## Request
Give back only the lines of the records between the one containing "task: trace the outline of every instance of the tree trunk" and the one containing "[[[422,409],[418,407],[418,431],[417,432],[417,461],[422,458]]]", inclusive, changing every "tree trunk" to "trunk" and leaving all else unchanged.

## begin Information provided

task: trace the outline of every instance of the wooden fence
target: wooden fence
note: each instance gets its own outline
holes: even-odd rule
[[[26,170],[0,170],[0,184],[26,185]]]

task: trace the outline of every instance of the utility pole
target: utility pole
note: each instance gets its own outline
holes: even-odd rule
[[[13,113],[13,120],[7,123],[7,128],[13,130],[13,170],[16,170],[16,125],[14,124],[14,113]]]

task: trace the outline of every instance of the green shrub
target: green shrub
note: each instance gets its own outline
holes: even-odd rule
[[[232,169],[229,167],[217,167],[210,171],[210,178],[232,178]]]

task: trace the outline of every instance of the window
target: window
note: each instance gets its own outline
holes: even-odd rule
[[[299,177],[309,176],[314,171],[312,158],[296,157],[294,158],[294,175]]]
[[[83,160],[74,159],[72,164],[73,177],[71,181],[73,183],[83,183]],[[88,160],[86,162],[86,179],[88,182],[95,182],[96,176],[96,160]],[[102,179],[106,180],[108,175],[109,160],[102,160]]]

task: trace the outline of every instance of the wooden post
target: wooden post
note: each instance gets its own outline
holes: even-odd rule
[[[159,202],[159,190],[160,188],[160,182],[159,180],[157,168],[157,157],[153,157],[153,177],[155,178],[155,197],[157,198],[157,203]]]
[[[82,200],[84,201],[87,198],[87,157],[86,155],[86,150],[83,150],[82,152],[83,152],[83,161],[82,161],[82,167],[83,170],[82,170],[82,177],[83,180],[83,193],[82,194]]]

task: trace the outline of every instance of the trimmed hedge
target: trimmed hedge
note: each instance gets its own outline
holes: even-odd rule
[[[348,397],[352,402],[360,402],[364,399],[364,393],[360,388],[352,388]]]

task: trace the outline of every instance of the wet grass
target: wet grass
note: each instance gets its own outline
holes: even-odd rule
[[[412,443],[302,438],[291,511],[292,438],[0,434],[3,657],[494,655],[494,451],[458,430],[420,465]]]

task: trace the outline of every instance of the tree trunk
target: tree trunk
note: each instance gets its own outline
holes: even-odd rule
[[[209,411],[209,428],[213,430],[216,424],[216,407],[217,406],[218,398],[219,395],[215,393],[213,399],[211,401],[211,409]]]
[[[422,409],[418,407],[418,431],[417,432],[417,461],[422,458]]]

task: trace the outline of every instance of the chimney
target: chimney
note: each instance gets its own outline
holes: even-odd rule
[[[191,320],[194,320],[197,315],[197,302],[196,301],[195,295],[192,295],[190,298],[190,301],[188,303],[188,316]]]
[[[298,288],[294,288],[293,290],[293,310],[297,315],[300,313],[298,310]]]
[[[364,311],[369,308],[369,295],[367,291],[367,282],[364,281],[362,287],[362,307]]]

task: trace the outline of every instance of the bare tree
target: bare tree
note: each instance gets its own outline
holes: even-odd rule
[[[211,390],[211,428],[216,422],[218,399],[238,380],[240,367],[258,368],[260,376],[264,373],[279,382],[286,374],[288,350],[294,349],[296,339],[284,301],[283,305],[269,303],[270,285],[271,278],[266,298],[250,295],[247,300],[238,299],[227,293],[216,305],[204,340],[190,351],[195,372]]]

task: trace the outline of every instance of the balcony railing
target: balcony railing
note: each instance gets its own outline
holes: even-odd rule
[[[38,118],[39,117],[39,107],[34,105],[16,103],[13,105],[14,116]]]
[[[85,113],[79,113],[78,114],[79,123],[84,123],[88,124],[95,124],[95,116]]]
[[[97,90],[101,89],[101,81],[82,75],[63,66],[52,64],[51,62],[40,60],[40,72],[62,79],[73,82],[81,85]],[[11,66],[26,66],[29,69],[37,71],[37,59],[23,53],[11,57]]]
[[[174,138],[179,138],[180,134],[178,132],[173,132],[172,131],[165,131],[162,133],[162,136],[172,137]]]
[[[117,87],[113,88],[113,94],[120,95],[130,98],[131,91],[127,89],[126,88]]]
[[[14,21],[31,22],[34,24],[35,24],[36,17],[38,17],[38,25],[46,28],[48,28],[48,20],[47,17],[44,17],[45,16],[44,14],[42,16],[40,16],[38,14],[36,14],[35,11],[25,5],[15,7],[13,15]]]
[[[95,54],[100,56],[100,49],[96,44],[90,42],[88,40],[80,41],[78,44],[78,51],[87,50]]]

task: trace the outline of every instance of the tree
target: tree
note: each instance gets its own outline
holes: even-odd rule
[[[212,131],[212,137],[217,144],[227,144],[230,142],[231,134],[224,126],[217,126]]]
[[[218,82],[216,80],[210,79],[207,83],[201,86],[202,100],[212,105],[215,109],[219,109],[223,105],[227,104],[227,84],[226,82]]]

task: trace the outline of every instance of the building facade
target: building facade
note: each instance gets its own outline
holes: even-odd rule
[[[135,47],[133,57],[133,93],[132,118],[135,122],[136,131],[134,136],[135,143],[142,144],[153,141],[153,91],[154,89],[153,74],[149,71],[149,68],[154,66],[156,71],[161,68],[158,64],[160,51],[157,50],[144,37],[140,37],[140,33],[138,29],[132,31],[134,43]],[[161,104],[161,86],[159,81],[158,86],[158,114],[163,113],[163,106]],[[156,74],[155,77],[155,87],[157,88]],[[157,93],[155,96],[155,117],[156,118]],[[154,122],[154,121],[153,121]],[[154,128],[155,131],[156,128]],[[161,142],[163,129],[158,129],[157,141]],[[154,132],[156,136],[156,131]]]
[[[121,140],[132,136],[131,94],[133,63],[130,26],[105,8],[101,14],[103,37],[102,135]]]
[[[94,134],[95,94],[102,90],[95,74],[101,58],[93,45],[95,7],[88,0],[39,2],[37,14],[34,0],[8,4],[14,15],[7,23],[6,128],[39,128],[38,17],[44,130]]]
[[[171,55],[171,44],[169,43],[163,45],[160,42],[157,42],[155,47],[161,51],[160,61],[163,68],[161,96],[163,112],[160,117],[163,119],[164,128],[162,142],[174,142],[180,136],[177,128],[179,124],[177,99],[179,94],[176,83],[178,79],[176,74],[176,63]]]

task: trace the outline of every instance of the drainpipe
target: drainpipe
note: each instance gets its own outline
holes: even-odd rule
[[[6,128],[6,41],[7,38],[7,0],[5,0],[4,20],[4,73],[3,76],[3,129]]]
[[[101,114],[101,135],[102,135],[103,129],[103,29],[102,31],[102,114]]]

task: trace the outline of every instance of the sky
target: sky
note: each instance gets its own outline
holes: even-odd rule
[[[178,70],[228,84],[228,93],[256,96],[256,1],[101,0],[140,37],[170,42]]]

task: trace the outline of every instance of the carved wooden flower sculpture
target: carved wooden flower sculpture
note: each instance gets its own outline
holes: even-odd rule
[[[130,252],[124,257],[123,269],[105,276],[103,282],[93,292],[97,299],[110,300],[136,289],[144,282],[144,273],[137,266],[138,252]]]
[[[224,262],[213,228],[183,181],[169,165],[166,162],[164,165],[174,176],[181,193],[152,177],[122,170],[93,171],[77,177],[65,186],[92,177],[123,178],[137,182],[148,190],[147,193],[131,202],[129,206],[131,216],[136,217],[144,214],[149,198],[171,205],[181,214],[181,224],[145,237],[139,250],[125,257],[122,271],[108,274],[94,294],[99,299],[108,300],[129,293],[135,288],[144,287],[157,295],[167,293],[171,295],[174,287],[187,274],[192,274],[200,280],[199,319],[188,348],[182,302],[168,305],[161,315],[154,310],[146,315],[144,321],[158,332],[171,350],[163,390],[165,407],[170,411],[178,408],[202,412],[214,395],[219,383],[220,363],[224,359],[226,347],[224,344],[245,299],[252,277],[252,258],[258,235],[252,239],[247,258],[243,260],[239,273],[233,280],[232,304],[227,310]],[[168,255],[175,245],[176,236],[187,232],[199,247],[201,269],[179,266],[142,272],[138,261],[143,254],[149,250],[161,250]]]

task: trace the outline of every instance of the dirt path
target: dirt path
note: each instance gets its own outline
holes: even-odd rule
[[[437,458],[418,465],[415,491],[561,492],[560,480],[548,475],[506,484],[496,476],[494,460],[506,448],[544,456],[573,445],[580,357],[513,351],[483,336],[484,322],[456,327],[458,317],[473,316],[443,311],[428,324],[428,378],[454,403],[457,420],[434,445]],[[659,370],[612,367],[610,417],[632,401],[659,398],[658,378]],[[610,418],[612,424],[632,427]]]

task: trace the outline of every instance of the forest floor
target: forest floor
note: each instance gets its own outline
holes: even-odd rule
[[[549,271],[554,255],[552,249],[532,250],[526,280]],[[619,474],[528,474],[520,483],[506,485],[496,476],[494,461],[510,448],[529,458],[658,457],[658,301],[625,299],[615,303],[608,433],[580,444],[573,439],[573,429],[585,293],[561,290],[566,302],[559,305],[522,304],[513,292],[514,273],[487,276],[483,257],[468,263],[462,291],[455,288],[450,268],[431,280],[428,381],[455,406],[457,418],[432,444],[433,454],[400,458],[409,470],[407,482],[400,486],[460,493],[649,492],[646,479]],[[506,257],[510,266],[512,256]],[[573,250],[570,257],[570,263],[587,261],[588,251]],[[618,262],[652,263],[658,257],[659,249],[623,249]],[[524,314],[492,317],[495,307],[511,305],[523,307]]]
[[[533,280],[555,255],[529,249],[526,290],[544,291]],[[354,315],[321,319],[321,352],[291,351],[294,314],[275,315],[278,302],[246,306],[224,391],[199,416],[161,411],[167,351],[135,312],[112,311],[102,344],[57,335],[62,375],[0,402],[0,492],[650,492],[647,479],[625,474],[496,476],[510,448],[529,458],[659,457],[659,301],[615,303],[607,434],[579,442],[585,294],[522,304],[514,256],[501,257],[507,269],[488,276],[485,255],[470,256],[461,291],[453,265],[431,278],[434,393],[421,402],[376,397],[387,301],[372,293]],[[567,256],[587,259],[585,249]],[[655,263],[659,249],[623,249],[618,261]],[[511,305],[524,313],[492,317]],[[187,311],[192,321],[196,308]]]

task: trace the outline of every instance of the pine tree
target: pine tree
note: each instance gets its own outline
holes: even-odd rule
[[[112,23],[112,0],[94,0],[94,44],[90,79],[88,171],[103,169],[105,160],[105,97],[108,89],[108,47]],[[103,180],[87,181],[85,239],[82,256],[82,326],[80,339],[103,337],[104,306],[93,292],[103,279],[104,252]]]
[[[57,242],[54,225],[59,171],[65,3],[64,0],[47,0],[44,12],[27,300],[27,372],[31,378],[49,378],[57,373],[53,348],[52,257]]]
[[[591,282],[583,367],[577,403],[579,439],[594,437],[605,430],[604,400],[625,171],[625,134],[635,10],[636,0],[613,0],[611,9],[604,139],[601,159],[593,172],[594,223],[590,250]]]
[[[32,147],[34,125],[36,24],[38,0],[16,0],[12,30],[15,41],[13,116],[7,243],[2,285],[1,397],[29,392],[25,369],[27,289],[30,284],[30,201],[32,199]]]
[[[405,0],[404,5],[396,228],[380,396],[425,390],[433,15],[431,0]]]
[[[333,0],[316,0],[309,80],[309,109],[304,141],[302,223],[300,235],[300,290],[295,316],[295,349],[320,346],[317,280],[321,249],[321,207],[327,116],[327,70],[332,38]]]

## end Information provided

## Correct answer
task: trace the outline of every instance of the trunk
target: trunk
note: each instance gets its own outline
holes: even-odd rule
[[[209,411],[209,428],[213,430],[216,424],[216,407],[217,406],[218,398],[219,395],[215,393],[213,399],[211,401],[211,409]]]
[[[422,409],[418,407],[418,431],[417,432],[417,461],[422,458]]]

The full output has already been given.